** Consegna 1 **
Trascrivi per intero e senza alcuna modifica la recensione al romanzo Il dolore perfetto.

** Brano da leggere **

Recensioni e servizi culturali
Il dolore perfetto di Ugo Riccarelli, Mondadori
UN SECOLO DI DOLORE TRA AMORI ED ANARCHIA
Sarebbe piaciuto ad Elsa Morante ed incontrerebbe il gradimento di
Garcia Marquez, per gli abbandoni sapienti a un delicato “realismo magico”,
il nuovo romanzo di Ugo Riccarelli – Il dolore perfetto – (Mondadori),
grande affresco del secolo che ci lasciamo alle spalle, dallo sbarco di Pisacane
al secondo dopoguerra, rivisitato soprattutto attraverso le vicende parallele
e confluenti di due famiglie: i Bartoli idealisti cultori della libertà
e i Bertorelli, più inclini a una visione materialistica dell’esistenza.
L’area geografica, teatro della narrazione, è soprattutto la Toscana,
nel paese di Colle, lambito da un lago acquitrinoso, Padule, in cui sembrano
specchiarsi molte delle vicende che si rincorrono nel corso della narrazione.

** Consegna 2 **
Riporta parola per parola tutte le righe dei record, dalla riga che contiene "# test: mark the street" giù fino a quella che contiene "point(108, 174)", entrambe comprese.

** Voci di dati memorizzate **
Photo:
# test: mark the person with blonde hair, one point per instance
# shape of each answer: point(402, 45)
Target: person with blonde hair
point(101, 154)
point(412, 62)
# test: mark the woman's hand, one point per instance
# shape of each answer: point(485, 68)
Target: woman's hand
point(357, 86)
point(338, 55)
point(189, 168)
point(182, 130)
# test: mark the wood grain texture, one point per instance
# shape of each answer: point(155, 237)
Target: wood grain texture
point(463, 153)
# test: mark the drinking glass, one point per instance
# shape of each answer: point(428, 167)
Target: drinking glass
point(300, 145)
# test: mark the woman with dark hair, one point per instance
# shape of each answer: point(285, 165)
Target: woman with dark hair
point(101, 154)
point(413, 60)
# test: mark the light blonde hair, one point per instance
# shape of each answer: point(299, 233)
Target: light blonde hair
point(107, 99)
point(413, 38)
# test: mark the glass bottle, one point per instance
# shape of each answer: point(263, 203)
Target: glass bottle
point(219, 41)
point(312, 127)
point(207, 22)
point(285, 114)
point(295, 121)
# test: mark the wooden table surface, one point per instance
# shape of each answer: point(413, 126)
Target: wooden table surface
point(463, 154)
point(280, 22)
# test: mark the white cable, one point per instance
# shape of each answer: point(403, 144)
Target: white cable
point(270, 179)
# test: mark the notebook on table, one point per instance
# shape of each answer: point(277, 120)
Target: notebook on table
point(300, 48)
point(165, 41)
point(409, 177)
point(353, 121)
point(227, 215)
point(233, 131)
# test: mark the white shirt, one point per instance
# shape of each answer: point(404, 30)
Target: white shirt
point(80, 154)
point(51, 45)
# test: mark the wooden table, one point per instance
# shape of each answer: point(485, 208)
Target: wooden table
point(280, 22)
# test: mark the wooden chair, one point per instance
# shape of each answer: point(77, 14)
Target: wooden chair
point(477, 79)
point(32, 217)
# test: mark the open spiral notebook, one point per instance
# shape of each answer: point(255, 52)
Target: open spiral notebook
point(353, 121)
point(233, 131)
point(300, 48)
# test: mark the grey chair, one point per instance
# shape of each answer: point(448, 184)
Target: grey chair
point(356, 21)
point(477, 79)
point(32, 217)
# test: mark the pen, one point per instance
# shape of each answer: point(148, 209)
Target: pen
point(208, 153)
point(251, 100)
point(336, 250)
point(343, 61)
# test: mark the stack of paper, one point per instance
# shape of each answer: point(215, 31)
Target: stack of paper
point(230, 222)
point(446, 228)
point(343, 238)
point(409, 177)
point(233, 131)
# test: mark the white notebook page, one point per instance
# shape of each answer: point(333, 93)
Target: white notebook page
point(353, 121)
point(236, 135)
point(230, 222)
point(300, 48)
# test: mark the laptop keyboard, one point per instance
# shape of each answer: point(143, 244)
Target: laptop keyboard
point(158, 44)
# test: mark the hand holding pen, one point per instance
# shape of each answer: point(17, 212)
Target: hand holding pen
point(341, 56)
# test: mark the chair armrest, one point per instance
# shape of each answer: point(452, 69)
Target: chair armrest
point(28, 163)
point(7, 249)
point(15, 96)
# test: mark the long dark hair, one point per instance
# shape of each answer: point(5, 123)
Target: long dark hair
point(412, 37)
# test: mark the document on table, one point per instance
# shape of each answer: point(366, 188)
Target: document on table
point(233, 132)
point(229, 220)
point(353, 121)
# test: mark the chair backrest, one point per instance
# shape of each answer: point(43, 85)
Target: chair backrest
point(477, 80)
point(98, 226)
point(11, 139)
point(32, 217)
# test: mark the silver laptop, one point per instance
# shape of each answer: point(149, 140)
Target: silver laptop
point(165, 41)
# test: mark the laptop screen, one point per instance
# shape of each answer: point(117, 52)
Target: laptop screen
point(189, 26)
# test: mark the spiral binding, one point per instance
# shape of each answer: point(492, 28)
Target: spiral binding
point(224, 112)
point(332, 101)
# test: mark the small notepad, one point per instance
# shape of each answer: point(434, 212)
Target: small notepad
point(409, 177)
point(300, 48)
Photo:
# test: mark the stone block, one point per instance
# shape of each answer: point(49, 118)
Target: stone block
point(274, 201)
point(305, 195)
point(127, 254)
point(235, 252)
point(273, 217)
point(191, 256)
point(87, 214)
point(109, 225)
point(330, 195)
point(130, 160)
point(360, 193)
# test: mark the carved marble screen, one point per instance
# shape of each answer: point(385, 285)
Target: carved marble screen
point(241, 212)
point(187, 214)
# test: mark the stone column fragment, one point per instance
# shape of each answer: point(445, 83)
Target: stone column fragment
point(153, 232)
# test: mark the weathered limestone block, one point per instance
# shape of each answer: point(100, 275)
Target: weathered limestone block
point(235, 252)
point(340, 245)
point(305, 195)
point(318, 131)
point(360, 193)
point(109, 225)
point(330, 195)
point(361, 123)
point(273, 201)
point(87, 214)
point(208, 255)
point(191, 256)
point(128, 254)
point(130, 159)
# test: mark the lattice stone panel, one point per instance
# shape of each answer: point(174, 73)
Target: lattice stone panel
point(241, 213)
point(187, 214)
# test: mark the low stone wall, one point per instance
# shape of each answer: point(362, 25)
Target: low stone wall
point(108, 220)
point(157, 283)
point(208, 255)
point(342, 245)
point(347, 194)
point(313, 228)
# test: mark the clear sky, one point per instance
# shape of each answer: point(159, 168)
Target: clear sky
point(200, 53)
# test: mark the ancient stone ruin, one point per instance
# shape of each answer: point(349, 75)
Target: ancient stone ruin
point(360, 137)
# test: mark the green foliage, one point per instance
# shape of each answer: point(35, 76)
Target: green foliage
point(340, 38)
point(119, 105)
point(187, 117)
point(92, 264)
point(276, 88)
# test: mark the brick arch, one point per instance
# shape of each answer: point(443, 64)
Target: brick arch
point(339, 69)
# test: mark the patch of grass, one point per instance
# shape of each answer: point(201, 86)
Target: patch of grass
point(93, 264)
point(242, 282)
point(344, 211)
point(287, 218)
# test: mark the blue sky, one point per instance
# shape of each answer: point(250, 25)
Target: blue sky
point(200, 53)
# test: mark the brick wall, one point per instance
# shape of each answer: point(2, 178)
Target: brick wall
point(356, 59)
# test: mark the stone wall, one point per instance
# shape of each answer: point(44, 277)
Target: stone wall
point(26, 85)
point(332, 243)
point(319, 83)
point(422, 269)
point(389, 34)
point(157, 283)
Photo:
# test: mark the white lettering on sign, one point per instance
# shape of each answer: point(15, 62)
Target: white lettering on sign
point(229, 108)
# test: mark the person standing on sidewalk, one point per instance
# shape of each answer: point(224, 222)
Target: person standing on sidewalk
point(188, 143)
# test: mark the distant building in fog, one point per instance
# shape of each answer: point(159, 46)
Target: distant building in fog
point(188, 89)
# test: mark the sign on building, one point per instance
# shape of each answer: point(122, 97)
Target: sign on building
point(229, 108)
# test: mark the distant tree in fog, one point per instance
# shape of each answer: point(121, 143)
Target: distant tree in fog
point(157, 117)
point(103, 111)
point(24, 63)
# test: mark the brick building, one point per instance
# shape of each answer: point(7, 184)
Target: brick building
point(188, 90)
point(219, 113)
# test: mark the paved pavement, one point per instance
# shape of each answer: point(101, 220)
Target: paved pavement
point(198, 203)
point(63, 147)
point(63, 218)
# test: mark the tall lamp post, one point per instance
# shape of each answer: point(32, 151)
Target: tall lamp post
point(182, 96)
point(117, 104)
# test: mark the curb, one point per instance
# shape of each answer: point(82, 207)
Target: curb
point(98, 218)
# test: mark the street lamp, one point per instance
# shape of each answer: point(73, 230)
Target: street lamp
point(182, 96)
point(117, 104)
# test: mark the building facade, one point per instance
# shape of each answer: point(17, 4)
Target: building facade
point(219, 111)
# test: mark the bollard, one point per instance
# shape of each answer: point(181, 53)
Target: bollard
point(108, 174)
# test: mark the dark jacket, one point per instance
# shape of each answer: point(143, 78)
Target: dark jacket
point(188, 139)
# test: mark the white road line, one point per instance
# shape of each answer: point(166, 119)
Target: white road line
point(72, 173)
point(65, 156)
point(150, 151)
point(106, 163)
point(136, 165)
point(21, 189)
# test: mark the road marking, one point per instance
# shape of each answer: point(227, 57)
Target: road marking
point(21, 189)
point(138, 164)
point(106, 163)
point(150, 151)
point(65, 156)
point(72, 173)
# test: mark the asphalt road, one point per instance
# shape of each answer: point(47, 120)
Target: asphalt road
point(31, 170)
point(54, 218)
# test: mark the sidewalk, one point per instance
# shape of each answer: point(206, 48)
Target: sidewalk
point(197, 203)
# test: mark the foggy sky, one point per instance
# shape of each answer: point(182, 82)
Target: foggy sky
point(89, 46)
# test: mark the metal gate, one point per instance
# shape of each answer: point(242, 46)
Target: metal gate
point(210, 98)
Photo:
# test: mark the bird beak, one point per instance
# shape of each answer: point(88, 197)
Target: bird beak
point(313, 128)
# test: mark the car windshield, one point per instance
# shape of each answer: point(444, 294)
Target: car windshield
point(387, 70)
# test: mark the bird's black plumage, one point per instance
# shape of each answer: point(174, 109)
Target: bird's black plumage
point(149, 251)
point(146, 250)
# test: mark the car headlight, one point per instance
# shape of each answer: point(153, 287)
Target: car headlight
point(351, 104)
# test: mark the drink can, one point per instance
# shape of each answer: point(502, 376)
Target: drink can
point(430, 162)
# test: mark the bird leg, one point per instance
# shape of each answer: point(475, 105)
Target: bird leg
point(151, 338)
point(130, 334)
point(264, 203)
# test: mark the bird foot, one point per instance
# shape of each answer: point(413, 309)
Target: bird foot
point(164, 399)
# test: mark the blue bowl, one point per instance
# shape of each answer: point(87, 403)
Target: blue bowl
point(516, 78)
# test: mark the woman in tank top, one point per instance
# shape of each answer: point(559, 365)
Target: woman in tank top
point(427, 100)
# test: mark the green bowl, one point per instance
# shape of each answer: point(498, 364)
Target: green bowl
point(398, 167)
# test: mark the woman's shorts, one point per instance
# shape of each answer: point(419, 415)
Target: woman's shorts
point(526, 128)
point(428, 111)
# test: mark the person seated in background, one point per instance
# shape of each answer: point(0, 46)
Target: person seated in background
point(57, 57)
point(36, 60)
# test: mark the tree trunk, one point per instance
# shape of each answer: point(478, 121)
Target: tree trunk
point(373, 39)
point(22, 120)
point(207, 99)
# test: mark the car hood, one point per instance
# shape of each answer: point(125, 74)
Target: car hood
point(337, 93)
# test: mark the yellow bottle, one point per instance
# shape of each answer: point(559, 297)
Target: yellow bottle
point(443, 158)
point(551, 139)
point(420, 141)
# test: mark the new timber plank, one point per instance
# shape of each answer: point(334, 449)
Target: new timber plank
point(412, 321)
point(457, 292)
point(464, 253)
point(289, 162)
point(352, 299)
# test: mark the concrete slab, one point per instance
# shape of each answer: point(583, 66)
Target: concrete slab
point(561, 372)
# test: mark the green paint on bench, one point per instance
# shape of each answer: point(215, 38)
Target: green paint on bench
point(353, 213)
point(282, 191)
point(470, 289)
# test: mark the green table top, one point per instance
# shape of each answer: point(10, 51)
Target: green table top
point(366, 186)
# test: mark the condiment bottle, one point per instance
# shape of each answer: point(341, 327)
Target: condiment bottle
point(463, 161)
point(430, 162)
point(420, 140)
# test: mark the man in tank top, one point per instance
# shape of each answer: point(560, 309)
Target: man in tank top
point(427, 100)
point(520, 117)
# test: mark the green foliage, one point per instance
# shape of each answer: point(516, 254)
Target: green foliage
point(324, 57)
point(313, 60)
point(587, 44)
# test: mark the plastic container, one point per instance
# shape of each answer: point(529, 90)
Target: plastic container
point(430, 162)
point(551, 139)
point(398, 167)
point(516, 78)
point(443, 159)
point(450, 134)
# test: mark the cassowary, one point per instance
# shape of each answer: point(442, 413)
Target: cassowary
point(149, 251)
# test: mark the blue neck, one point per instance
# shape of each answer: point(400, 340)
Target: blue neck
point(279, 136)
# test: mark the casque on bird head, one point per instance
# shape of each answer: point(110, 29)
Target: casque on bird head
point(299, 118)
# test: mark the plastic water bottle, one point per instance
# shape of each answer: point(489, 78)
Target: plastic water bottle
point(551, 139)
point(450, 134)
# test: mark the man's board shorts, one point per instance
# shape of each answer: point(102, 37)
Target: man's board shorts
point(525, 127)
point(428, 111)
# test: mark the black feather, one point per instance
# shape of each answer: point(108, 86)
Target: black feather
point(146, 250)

** Risposta completa 1 **
Recensioni e servizi culturali
Il dolore perfetto di Ugo Riccarelli, Mondadori
UN SECOLO DI DOLORE TRA AMORI ED ANARCHIA
Sarebbe piaciuto ad Elsa Morante ed incontrerebbe il gradimento di
Garcia Marquez, per gli abbandoni sapienti a un delicato “realismo magico”,
il nuovo romanzo di Ugo Riccarelli – Il dolore perfetto – (Mondadori),
grande affresco del secolo che ci lasciamo alle spalle, dallo sbarco di Pisacane
al secondo dopoguerra, rivisitato soprattutto attraverso le vicende parallele
e confluenti di due famiglie: i Bartoli idealisti cultori della libertà
e i Bertorelli, più inclini a una visione materialistica dell’esistenza.
L’area geografica, teatro della narrazione, è soprattutto la Toscana,
nel paese di Colle, lambito da un lago acquitrinoso, Padule, in cui sembrano
specchiarsi molte delle vicende che si rincorrono nel corso della narrazione.

** Risposta completa 2 **
# test: mark the street lamp, one point per instance
# shape of each answer: point(73, 230)
Target: street lamp
point(182, 96)
point(117, 104)
# test: mark the building facade, one point per instance
# shape of each answer: point(17, 4)
Target: building facade
point(219, 111)
# test: mark the bollard, one point per instance
# shape of each answer: point(181, 53)
Target: bollard
point(108, 174)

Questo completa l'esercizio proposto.